**EXERCISE DETAILS**: List every line of the data below that contains the string "Return", copying each such line in full. Letter case counts.

[Records from a dataset]

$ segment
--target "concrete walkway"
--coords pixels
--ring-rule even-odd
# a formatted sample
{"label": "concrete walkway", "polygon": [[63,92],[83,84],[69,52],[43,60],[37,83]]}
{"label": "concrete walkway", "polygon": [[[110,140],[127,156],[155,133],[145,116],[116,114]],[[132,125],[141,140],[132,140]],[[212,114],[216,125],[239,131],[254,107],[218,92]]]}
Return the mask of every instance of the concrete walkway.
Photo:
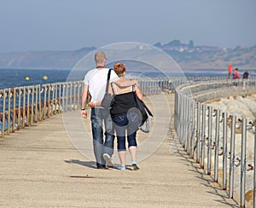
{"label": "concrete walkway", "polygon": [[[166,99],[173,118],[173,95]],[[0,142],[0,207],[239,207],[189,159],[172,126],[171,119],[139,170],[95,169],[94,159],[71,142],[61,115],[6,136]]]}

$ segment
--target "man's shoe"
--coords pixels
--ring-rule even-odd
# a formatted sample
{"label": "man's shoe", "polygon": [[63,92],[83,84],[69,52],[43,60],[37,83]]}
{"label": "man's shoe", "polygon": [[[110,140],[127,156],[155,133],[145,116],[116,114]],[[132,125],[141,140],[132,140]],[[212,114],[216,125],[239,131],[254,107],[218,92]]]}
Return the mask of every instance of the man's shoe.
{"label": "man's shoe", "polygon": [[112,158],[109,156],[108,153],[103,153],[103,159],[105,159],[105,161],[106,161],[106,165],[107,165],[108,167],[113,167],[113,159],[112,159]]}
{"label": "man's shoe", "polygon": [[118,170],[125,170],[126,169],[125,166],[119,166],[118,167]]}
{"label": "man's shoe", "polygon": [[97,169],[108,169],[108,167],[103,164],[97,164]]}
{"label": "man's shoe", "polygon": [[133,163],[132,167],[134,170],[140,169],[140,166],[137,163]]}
==
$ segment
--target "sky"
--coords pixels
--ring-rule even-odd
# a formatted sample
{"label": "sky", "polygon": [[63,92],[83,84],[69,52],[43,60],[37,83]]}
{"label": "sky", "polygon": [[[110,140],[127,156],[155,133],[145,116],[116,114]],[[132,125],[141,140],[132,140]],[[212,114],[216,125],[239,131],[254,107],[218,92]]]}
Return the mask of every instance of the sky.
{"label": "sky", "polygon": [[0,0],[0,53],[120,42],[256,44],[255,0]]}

**FINAL RESULT**:
Return the mask of every instance of the concrete walkway.
Return the mask of every instance of the man's shoe.
Return the mask of every instance of the sky.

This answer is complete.